Short exercise = Copy out every one of the following entries word for word, keeping each line as it appears.

/---

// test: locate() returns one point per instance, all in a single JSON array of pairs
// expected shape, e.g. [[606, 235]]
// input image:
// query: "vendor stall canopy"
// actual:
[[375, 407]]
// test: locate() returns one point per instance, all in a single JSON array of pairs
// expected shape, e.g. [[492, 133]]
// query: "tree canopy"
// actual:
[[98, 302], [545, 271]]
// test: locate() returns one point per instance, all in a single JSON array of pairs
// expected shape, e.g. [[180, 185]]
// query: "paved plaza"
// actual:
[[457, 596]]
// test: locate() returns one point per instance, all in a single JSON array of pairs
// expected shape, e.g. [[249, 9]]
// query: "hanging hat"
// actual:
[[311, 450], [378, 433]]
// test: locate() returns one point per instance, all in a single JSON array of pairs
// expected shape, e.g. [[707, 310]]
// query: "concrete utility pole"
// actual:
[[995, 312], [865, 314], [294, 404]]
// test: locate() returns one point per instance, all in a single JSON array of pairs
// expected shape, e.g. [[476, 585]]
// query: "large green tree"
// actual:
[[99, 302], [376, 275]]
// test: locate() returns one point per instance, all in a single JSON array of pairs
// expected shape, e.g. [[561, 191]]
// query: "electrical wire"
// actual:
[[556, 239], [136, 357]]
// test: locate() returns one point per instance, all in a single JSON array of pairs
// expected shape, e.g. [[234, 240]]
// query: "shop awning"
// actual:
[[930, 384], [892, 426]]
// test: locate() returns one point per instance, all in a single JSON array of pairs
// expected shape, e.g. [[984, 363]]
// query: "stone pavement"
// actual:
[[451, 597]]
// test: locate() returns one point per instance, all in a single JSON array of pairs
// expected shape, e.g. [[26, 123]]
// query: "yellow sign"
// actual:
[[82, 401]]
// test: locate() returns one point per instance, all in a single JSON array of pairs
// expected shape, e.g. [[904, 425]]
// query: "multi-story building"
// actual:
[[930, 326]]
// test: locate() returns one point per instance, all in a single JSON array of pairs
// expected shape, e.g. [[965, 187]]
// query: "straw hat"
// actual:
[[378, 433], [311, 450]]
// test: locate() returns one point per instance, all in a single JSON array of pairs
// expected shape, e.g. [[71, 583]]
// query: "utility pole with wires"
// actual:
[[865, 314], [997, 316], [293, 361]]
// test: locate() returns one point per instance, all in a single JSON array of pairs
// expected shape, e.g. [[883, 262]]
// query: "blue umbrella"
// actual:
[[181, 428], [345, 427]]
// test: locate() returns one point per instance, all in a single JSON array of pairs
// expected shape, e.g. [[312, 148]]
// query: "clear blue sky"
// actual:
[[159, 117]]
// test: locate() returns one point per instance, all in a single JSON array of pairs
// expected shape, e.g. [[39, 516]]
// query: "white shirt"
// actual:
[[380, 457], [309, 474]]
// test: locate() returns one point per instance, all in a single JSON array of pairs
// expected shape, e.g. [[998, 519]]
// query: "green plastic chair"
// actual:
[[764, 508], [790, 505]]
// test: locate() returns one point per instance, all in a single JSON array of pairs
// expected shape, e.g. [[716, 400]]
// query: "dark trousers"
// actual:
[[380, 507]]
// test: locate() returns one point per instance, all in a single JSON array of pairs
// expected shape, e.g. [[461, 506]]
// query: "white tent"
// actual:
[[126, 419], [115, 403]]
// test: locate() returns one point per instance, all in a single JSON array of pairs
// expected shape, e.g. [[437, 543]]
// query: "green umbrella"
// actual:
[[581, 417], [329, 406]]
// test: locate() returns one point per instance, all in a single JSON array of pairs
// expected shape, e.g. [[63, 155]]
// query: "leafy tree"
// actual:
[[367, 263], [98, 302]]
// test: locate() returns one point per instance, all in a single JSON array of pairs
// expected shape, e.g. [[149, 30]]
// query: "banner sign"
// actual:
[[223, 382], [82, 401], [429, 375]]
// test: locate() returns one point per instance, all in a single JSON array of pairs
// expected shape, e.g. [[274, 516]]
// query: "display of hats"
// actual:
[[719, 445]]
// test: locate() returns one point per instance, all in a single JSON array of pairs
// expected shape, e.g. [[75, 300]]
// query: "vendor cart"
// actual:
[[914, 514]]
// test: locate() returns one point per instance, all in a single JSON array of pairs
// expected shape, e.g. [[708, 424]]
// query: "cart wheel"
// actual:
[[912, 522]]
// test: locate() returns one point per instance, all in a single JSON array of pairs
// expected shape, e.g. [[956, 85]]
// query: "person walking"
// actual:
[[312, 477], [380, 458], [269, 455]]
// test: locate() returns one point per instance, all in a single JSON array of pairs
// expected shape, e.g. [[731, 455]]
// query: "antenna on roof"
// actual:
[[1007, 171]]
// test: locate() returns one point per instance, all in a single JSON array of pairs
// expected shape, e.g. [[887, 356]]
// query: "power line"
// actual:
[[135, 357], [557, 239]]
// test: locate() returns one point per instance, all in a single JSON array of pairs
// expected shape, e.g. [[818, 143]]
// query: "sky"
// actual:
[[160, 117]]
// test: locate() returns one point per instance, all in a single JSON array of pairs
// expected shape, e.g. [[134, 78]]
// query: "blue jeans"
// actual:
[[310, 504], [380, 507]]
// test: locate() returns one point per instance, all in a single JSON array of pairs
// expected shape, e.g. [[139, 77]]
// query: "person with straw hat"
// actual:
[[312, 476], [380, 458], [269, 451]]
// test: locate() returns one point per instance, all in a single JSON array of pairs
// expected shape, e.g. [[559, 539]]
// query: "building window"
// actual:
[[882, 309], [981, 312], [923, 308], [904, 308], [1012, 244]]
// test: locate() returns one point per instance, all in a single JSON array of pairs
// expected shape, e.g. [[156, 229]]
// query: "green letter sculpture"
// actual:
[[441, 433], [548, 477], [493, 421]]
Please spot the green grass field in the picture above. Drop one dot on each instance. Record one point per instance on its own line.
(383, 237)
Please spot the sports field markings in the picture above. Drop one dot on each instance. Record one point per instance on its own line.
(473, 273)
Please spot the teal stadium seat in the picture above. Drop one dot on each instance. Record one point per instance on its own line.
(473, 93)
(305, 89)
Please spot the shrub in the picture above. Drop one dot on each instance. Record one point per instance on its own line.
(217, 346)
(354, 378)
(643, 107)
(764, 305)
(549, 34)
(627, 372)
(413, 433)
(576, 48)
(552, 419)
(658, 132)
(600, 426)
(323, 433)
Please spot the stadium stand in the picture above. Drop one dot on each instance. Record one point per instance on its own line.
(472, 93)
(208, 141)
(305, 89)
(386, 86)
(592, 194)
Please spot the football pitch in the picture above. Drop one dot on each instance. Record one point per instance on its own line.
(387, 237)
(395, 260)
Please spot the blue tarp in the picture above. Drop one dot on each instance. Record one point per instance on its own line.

\---

Task result =
// test: locate() returns one point per instance, all in a single JSON array of pairs
// expected shape, e.g. [[606, 235]]
// input image:
// query: "vendor stall canopy"
// actual:
[[375, 407]]
// test: locate() returns one point per instance, all in a single JSON array of pairs
// expected shape, e.g. [[492, 133]]
// query: "tree canopy"
// actual:
[[98, 302], [545, 271]]
// test: locate() returns one point per instance, all in a single JSON array of pairs
// expected shape, e.g. [[180, 185]]
// query: "paved plaza"
// actual:
[[457, 596]]
// test: locate() returns one point per instance, all in a single JSON array of pairs
// expected shape, e.g. [[249, 9]]
// query: "hanging hat"
// actual:
[[311, 450], [378, 433]]
// test: locate() returns one point per instance, all in a single JSON array of pairs
// expected shape, e.g. [[707, 310]]
// query: "concrete utility pole"
// actual:
[[995, 312], [865, 314], [294, 404]]
// test: locate() returns one point per instance, all in a single JSON array of pairs
// expected shape, e.g. [[476, 585]]
// query: "large green tree"
// actual:
[[99, 302], [376, 275]]
// test: locate() returns one point per instance, all in a single JSON array of pairs
// expected shape, e.g. [[561, 191]]
// query: "electrical wire"
// actual:
[[556, 239], [136, 357]]
// test: locate() returns one point per instance, all in a single JSON array of pairs
// expected shape, e.g. [[234, 240]]
// query: "shop awning"
// actual:
[[930, 384], [892, 426]]
// test: locate() returns one point per instance, all in a single JSON array of pairs
// expected shape, e.g. [[984, 363]]
// query: "stone pavement"
// actual:
[[451, 597]]
// test: locate() returns one point per instance, all in a single JSON array of pairs
// expected shape, e.g. [[26, 123]]
// query: "yellow sign"
// actual:
[[82, 401]]
// test: locate() returns one point per instance, all in a single JSON array of pairs
// expected shape, e.g. [[904, 425]]
// query: "multi-story building"
// actual:
[[930, 326]]
// test: locate() returns one point per instance, all in a single JSON array of pairs
// expected shape, e.g. [[965, 187]]
// query: "straw hat"
// actual:
[[378, 433], [311, 450]]
// test: locate() returns one point per instance, all in a single JSON array of pairs
// expected shape, e.g. [[71, 583]]
// query: "utility pole with wires"
// actual:
[[865, 314], [997, 316], [293, 361]]
// test: locate() returns one point per instance, all in a single JSON array of pairs
// expected shape, e.g. [[883, 262]]
// query: "blue umbrella"
// actual:
[[181, 428], [345, 427]]
// test: locate() returns one point per instance, all in a single JSON array of pairs
// expected shape, e.g. [[312, 148]]
// query: "clear blue sky"
// actual:
[[159, 117]]
// test: locate() returns one point per instance, all in a single JSON array of pairs
// expected shape, e.g. [[39, 516]]
// query: "white shirt"
// actual:
[[380, 457], [309, 474]]
// test: locate() returns one point per instance, all in a single JSON array of pairs
// expected shape, e.g. [[998, 519]]
// query: "green plastic chair"
// actual:
[[764, 508], [790, 505]]
// test: locate() returns one point per instance, all in a single JSON array of pairs
// expected shape, e.g. [[716, 400]]
// query: "dark trousers"
// actual:
[[380, 507]]
// test: locate() returns one point per instance, all in a single JSON array of pairs
// expected shape, e.g. [[461, 506]]
// query: "white tent"
// actual:
[[126, 419], [115, 403]]
// test: locate() returns one point per instance, all in a single JSON array of pairs
// expected shape, e.g. [[437, 543]]
// query: "green umbrella"
// actual:
[[581, 417], [329, 406]]
// test: locate() returns one point per instance, all in a single JSON array of pairs
// expected shape, e.g. [[63, 155]]
// query: "leafy tree"
// actual:
[[367, 263], [98, 302]]
// test: locate() returns one point per instance, all in a single JSON array of pairs
// expected shape, e.g. [[149, 30]]
// query: "banner sign"
// actual:
[[223, 382], [82, 401], [429, 375]]
// test: locate() returns one point per instance, all in a single JSON array of pairs
// expected shape, e.g. [[274, 516]]
// query: "display of hats"
// actual:
[[719, 445]]
// test: locate() returns one point per instance, all in a single JSON array of pairs
// expected shape, e.g. [[75, 300]]
// query: "vendor cart"
// actual:
[[914, 514]]
// test: locate() returns one point per instance, all in a single JSON array of pairs
// expected shape, e.g. [[708, 424]]
// query: "cart wheel"
// actual:
[[912, 522]]
// test: locate() returns one point per instance, all in a single JSON array of pairs
// expected shape, e.g. [[956, 85]]
// query: "person walking"
// actual:
[[312, 477], [380, 458], [269, 455]]
// test: locate() returns one point per instance, all in a single JSON array of pairs
// expected shape, e.g. [[731, 455]]
// query: "antenna on roof"
// actual:
[[1007, 171]]
// test: locate() returns one point per instance, all in a single JSON array of pairs
// expected shape, e.g. [[887, 356]]
// query: "power line"
// actual:
[[135, 357], [557, 239]]
// test: locate() returns one point per instance, all in a single JSON array of pairs
// expected shape, e.g. [[818, 143]]
// query: "sky"
// actual:
[[160, 117]]
// test: locate() returns one point per instance, all in a single JSON array of pairs
// expected shape, e.g. [[134, 78]]
// query: "blue jeans"
// actual:
[[310, 504], [380, 507]]
// test: locate() returns one point per instance, all in a single JSON array of pairs
// expected shape, e.g. [[139, 77]]
// query: "person with straw hat"
// actual:
[[312, 476], [380, 458], [269, 451]]
// test: locate() returns one point per instance, all in a single JSON array of pairs
// expected shape, e.g. [[559, 539]]
// query: "building window"
// actual:
[[882, 309], [981, 312], [923, 308], [904, 308], [1012, 244]]
// test: locate() returns one point per instance, all in a single JSON array of pairs
// expected shape, e.g. [[156, 229]]
// query: "green letter sculpture"
// actual:
[[441, 433], [548, 477], [493, 421]]
Please spot the green grass field in the picture above. Drop one dot on each instance. Record one point per instance on its own line.
(383, 237)
Please spot the sports field markings in the picture above. Drop one dot on each instance. Record one point per instance on its own line.
(473, 273)
Please spot the teal stadium seat in the picture above. Drop one dot on each instance. Record one point per instance on its own line.
(473, 93)
(305, 89)
Please spot the shrub in the picture above. Drop one dot on each instance. Record one point per instance on its own line.
(217, 346)
(354, 378)
(643, 107)
(764, 305)
(549, 34)
(627, 372)
(413, 433)
(576, 48)
(552, 419)
(658, 132)
(600, 426)
(323, 433)
Please spot the stadium stand in the picture above. Drop one dot on each instance. Record one point per instance on its own line.
(472, 93)
(208, 141)
(305, 89)
(386, 86)
(592, 194)
Please spot the football pitch in the picture above. Drop one dot on each instance. Record one point per instance on its own line.
(387, 237)
(395, 260)
Please spot the blue tarp in the picture above. Drop one dot on each instance. Record one point per instance on its own line.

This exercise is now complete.